--- start PROVIDED MATERIAL ---

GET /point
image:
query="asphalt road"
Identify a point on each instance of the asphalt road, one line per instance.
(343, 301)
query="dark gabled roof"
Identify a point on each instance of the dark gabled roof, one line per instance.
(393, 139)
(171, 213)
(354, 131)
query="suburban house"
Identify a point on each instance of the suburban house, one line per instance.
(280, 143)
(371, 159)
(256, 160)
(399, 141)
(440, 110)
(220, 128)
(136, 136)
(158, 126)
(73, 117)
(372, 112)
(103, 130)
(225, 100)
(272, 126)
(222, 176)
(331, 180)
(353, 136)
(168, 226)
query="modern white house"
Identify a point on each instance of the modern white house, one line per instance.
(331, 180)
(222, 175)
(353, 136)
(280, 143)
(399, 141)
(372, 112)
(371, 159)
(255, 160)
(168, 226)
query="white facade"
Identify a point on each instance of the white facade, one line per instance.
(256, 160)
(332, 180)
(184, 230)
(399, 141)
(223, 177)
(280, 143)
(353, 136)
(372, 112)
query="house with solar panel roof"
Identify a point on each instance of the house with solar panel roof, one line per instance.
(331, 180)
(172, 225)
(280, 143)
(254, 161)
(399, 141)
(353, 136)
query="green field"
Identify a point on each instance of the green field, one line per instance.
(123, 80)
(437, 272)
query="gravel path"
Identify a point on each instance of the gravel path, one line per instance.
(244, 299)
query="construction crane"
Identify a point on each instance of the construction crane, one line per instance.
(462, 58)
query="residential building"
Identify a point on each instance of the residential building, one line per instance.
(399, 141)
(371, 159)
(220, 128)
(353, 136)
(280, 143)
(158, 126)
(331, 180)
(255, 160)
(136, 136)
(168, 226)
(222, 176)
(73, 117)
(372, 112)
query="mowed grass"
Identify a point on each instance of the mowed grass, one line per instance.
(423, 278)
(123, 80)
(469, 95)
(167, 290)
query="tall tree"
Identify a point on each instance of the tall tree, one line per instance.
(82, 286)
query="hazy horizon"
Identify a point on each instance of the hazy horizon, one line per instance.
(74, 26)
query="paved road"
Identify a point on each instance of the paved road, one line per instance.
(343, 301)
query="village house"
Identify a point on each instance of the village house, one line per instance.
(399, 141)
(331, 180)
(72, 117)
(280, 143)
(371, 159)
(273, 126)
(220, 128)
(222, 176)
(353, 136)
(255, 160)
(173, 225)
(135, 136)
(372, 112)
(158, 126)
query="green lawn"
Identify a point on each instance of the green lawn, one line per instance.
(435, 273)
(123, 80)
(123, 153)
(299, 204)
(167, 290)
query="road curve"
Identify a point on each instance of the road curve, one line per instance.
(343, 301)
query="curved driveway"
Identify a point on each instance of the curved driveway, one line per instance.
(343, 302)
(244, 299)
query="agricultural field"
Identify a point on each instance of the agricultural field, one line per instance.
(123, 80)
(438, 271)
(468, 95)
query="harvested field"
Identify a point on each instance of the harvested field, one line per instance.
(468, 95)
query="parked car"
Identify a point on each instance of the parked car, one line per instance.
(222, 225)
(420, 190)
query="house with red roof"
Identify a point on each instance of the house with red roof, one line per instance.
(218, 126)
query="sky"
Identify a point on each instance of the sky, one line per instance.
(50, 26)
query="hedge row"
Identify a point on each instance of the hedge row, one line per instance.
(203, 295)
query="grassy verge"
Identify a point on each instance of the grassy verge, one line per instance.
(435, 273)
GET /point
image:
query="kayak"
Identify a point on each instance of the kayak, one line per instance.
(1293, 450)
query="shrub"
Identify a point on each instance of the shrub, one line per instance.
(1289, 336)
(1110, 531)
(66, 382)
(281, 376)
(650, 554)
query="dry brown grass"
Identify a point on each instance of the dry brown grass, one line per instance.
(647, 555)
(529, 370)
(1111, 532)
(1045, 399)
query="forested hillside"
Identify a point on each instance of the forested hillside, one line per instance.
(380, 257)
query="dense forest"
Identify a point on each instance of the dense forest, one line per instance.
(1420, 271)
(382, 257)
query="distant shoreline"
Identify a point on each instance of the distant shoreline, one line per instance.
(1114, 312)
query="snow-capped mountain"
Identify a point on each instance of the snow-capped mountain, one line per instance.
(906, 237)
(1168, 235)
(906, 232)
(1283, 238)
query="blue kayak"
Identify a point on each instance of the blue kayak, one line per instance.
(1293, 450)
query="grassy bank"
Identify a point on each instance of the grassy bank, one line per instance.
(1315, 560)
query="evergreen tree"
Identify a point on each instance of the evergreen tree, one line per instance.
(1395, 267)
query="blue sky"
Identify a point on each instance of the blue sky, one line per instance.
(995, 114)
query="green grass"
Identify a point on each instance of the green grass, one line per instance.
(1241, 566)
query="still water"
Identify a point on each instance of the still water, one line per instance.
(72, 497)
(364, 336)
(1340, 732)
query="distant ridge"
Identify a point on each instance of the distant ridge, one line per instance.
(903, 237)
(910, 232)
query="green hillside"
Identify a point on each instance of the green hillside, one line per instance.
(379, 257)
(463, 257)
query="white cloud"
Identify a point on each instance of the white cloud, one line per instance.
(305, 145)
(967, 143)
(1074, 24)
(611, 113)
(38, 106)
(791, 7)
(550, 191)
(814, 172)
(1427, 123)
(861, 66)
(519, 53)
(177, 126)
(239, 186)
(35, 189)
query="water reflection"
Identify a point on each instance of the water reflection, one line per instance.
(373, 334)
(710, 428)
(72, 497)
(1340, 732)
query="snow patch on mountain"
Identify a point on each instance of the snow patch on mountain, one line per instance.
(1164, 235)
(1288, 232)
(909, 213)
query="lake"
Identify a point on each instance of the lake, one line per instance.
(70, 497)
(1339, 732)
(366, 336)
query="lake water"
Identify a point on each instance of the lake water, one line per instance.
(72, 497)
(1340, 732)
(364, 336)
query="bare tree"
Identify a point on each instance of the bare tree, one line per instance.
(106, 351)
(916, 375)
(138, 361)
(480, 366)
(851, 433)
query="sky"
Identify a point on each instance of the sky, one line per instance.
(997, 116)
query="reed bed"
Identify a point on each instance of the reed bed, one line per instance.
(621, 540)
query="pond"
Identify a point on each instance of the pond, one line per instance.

--- end PROVIDED MATERIAL ---

Output the listing above word for word.

- [WRITTEN SOLUTION]
GET /point
image:
query="asphalt road"
Identify a point on each instance of the asphalt road, one line per instance.
(343, 301)
query="dark gabled roof"
Identify a point on each instance of the dark gabled roof, one line per instance.
(393, 139)
(171, 213)
(354, 131)
query="suburban house"
Identify a point on each instance of the suburban house, one line per instance.
(280, 143)
(371, 159)
(256, 160)
(399, 141)
(440, 110)
(220, 128)
(136, 136)
(158, 126)
(73, 117)
(372, 112)
(103, 130)
(225, 100)
(272, 126)
(222, 176)
(331, 180)
(353, 136)
(168, 226)
query="modern white house"
Identify a point on each instance of the modern white house, one line per instance.
(331, 180)
(222, 175)
(353, 136)
(280, 143)
(399, 141)
(372, 112)
(371, 159)
(255, 160)
(168, 226)
query="white facade"
Identify a point on each instance of the white facade, one line per instance.
(256, 160)
(332, 180)
(184, 230)
(399, 141)
(223, 177)
(280, 143)
(353, 136)
(372, 112)
query="house with solar panel roof"
Identify a point on each instance of the house with solar panel roof, one line per instance.
(331, 180)
(172, 225)
(280, 143)
(254, 161)
(399, 141)
(353, 136)
query="green field"
Identify a point on each instance of the green field, one line per instance.
(123, 80)
(437, 272)
query="gravel path"
Identify a point on each instance of the gravel path, one line per instance.
(244, 299)
query="construction crane"
Identify a point on each instance of the construction crane, one line per instance.
(462, 58)
query="residential building"
Identify a point on each instance of the residential building, one line per instance.
(399, 141)
(371, 159)
(220, 128)
(353, 136)
(280, 143)
(158, 126)
(331, 180)
(255, 160)
(136, 136)
(168, 226)
(222, 176)
(73, 117)
(372, 112)
query="mowed grass"
Identify a point on each instance of the mowed grass, one line per instance.
(423, 278)
(123, 80)
(469, 95)
(167, 290)
query="tall tree"
Identify a point on each instance of the tall tree, one line per instance.
(82, 286)
query="hazy horizon"
Identify a point on each instance of the hazy horizon, one line per instance.
(74, 26)
query="paved road"
Identify a point on each instance of the paved road, one line per instance.
(343, 301)
query="village house"
Identify a point on each instance of the village house, one line per instance.
(399, 141)
(331, 180)
(72, 117)
(280, 143)
(371, 159)
(273, 126)
(220, 128)
(222, 176)
(353, 136)
(255, 160)
(173, 225)
(135, 136)
(372, 112)
(158, 126)
query="green lawn"
Identify a point on each instance of the green lawn, one line per instance.
(435, 273)
(123, 80)
(123, 153)
(299, 204)
(167, 290)
query="road curve"
Identify a point on each instance of the road curve, one line per instance.
(343, 301)
query="curved driveway"
Identify a point on each instance of the curved driveway, one line per instance.
(343, 302)
(244, 299)
query="agricultural field"
Identify a point on each instance of the agricultural field, one line per instance.
(123, 80)
(438, 271)
(468, 95)
query="harvested field"
Identify a point on each instance of the harvested field, one line per instance.
(468, 95)
query="parked car"
Identify a point on each instance of the parked car, one line per instance.
(222, 225)
(420, 190)
query="house with red roof"
Identify a point on each instance of the house with red roof, one line per instance.
(218, 126)
query="sky"
Identify a point on each instance of the sky, one line per instance.
(50, 26)
query="hedge row"
Identify a point on each instance of the hedge row, one line per instance.
(203, 295)
query="grassy verge"
Identify a point on each instance of the grassy verge, one line per instance.
(435, 273)
GET /point
image:
query="kayak"
Identify a point on each instance of the kayak, one line per instance.
(1293, 450)
query="shrub"
Identify a point on each instance of the shrub, one line per instance.
(1289, 336)
(1110, 531)
(66, 382)
(281, 376)
(650, 554)
query="dry brown grass"
Identify a point on each instance of the dry brown grass, one line per instance.
(647, 555)
(529, 370)
(1111, 532)
(1045, 399)
query="forested hillside"
Identify a point on each instance of the forested hillside, one line per instance.
(380, 257)
query="dense forest"
Identify a point on each instance of the dense forest, one line per instance.
(1420, 271)
(382, 257)
query="distant shoreline"
Identify a point on each instance of the distant shoreline, one line per instance.
(1114, 312)
query="snow-capped mountain"
Identify a point on each instance of the snow-capped mountain, one line per instance.
(906, 237)
(1168, 235)
(906, 232)
(1283, 238)
query="blue kayak"
Identify a point on each instance of the blue kayak, one line per instance.
(1293, 450)
query="grassy bank"
Identify a point on each instance of the grassy bank, one line per instance.
(1315, 560)
query="evergreen tree"
Identify a point on each instance of the evergreen tree, one line per instance.
(1395, 267)
query="blue sky"
Identify a point on each instance of the blue sky, one line per instance.
(995, 114)
query="green grass"
Identify a point on each instance of the green grass, one line per instance.
(1241, 566)
query="still water"
Identify a point on each instance of the still water, one line per instance.
(72, 497)
(364, 336)
(1340, 732)
query="distant ridge"
Identify a point on each instance of the distant ridge, one line per instance.
(903, 237)
(910, 232)
query="green hillside"
Identify a point on each instance of the green hillside, one line per instance.
(379, 257)
(463, 257)
query="white cloud"
Identify a point on each instance of the white cloud, one line per instance.
(305, 145)
(967, 143)
(1074, 24)
(611, 113)
(38, 106)
(791, 7)
(550, 191)
(814, 172)
(1427, 123)
(861, 66)
(519, 53)
(177, 126)
(239, 186)
(35, 189)
query="water reflection"
Identify a point on each instance of the water reflection, one line per instance.
(373, 334)
(710, 428)
(72, 497)
(1340, 732)
query="snow patch on mountain"
Identify a point on each instance of the snow patch on mountain, one line per instance.
(1164, 235)
(1288, 232)
(909, 213)
query="lake"
Identify a point on each instance of the lake, one line per instance.
(70, 497)
(1339, 732)
(366, 336)
query="lake water"
Identify a point on each instance of the lake water, one line per instance.
(72, 497)
(1340, 732)
(364, 336)
query="bare tree"
Identify a point on each instance of the bare tree, one line per instance.
(106, 351)
(916, 375)
(138, 361)
(480, 366)
(851, 433)
query="sky"
Identify a point on each instance of the sky, one line per instance.
(997, 116)
query="reed bed"
Identify a point on each instance of the reed bed, one line per instance.
(621, 540)
query="pond"
Identify a point on each instance of the pond, one line per instance.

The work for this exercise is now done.